-- DATA SHOWN follows --

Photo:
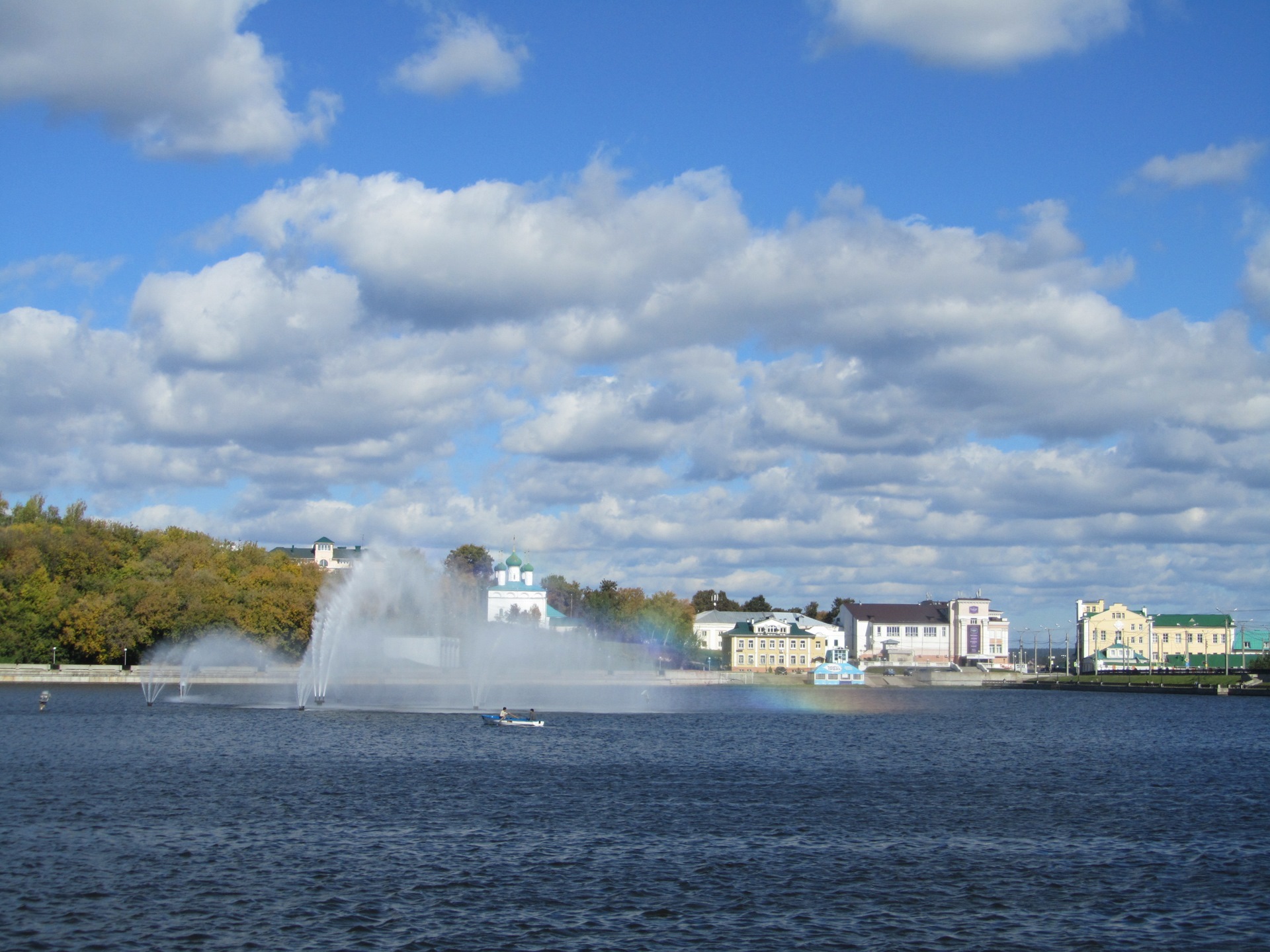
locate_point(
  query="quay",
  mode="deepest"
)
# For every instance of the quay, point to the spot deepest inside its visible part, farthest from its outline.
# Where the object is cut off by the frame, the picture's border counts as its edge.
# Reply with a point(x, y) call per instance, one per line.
point(1250, 688)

-- DATA SHOWN concluded --

* TASK REQUIREMENTS *
Verbatim repetition of the entries is required, excluding any pictures.

* EXPECTED ANSWER *
Photo:
locate_point(
  query="quay",
  mode="deepest"
)
# For every instance of the quay, point to the spot deepest inside its visible part, farthest from its outline.
# Where the object is cut off by the frame, the picture's border counts as its edge.
# Reply with a point(x, y) call per instance, one per line.
point(1250, 688)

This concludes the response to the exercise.